**Your goal:** Reproduce the rows from the line containing "Where can the steep rock" up to and including the final row, swapping every "marker" for "pin" and changing nothing else.

**Given data:**
════════
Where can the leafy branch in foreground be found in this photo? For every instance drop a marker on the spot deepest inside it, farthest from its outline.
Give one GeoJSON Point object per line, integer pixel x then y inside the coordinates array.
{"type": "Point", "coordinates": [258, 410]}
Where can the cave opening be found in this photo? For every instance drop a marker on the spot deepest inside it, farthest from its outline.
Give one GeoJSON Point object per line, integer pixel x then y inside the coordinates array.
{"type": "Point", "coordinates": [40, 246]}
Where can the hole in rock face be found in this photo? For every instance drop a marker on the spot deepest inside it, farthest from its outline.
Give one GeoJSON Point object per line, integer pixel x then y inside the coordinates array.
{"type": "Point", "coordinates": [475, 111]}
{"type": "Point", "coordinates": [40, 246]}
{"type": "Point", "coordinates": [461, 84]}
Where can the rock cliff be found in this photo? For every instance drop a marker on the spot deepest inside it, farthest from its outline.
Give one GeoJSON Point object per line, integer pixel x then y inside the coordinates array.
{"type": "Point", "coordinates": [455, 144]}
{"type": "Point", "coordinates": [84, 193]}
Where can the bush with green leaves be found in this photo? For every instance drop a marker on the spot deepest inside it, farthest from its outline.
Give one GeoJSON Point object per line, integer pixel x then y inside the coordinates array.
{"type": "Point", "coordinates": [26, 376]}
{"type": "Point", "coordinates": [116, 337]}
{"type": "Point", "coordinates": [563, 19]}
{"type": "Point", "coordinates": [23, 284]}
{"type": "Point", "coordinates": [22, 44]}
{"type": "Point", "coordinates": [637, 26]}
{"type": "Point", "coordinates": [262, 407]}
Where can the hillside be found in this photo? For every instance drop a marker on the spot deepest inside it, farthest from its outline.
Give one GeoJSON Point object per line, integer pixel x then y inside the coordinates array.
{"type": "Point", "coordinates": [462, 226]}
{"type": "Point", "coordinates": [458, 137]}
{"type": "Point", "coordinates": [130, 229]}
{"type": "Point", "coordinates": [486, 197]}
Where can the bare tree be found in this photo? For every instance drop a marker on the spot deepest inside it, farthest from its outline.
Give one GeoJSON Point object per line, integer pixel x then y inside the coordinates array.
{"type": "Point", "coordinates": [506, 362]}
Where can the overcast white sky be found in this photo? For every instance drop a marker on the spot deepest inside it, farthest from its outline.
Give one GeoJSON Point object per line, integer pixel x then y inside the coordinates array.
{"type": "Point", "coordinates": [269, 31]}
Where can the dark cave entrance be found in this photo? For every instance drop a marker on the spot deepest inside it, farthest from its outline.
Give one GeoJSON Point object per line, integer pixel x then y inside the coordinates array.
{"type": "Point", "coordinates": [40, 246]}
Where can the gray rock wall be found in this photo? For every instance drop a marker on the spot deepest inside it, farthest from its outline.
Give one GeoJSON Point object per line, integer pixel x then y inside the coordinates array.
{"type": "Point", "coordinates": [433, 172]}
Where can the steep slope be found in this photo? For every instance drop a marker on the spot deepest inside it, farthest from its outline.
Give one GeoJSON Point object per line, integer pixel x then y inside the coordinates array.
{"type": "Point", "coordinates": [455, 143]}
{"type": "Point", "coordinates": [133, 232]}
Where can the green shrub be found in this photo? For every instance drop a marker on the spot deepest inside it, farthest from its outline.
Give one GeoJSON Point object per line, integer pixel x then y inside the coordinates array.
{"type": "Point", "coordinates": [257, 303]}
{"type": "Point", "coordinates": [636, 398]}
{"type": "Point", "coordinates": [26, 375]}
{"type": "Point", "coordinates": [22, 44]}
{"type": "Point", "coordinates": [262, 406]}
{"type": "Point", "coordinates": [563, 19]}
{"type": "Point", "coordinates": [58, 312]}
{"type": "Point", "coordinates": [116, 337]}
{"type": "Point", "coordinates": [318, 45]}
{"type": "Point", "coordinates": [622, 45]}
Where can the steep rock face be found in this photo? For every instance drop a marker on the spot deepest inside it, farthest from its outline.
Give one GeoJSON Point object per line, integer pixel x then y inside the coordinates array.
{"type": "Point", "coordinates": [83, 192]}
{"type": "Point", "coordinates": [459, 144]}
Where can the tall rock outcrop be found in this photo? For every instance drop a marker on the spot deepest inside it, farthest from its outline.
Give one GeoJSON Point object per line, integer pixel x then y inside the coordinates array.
════════
**Response to this task:**
Where can the steep rock face be found in this photo? For every instance drop a pin on the spot deepest inside it, farthest from its outline.
Give one GeoJSON Point object per line, integer pixel x then y inside the coordinates array.
{"type": "Point", "coordinates": [83, 192]}
{"type": "Point", "coordinates": [459, 144]}
Where can the tall rock outcrop be found in this photo? For every instance drop a pin on the spot deepest inside it, farthest from its outline.
Give one GeoJSON Point object per line, integer pixel x then y inside the coordinates array.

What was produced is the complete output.